An exact copy of the data below is required; return it in full.
^^^^
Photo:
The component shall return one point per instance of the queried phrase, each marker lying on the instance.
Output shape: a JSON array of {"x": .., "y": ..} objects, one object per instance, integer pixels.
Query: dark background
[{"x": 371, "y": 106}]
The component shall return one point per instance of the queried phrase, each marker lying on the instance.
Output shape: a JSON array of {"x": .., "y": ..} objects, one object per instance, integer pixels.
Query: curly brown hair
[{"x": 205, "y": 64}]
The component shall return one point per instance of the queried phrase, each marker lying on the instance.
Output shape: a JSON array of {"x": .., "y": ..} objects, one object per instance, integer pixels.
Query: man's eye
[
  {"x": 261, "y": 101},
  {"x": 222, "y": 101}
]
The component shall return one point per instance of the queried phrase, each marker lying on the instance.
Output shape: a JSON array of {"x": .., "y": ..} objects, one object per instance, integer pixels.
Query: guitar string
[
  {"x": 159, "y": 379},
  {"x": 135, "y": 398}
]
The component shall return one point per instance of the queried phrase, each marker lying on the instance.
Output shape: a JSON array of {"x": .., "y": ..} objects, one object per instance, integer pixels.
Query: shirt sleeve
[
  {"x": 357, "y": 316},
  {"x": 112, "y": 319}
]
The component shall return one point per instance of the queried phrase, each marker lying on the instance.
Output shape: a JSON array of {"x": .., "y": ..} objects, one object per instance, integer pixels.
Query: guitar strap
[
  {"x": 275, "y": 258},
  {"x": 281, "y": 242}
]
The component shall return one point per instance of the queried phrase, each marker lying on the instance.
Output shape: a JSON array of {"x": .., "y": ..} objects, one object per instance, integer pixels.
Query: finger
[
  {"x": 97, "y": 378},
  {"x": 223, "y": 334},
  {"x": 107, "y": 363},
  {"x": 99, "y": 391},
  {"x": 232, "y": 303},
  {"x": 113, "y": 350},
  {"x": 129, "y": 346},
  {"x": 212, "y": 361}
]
^^^^
* _ANSWER TO THIS TASK_
Photo:
The component shall return one point per instance of the queried phrase, each marker lying on the instance.
Output shape: a JSON array of {"x": .., "y": ..} objects, one object per instance, integer pixels.
Query: dark background
[{"x": 371, "y": 106}]
The component shall return one point per instance of the queried phrase, each marker lying on the instance.
Output shape: a JSON array of {"x": .., "y": ..} objects, one object per instance, integer pixels.
Query: curly brown hair
[{"x": 205, "y": 64}]
The component shall return one point per instance of the queried phrase, each marker lying on the instance.
Output shape: a JSON array of {"x": .., "y": ..} objects, one object per instance, integer pixels.
Query: man's eye
[
  {"x": 261, "y": 101},
  {"x": 222, "y": 101}
]
The component shall return one point per instance of the queried phrase, each marker lying on the instance.
Output shape: a JSON array of {"x": .., "y": ..} objects, one object per instance, integer pixels.
Query: guitar string
[
  {"x": 159, "y": 379},
  {"x": 135, "y": 398}
]
The component shall return one point per instance of the queried phrase, each marker lying on the instance.
Output shape: a JSON array of {"x": .., "y": ..} objects, one object per instance, integer pixels.
Query: shirt sleeve
[
  {"x": 357, "y": 316},
  {"x": 112, "y": 319}
]
The component shall return one point per instance of the queried phrase, each marker lying on the instance.
Output shape: a JSON array of {"x": .., "y": ..} objects, one object per instance, integer pixels.
Query: guitar strap
[
  {"x": 275, "y": 258},
  {"x": 281, "y": 242}
]
The component shall return one point per instance of the queried phrase, each marker lying on the instance.
Output shape: a JSON array of {"x": .., "y": ..} objects, one object per instance, integer pixels.
Query: finger
[
  {"x": 97, "y": 378},
  {"x": 223, "y": 334},
  {"x": 107, "y": 363},
  {"x": 99, "y": 391},
  {"x": 232, "y": 303},
  {"x": 113, "y": 350},
  {"x": 129, "y": 346},
  {"x": 212, "y": 361}
]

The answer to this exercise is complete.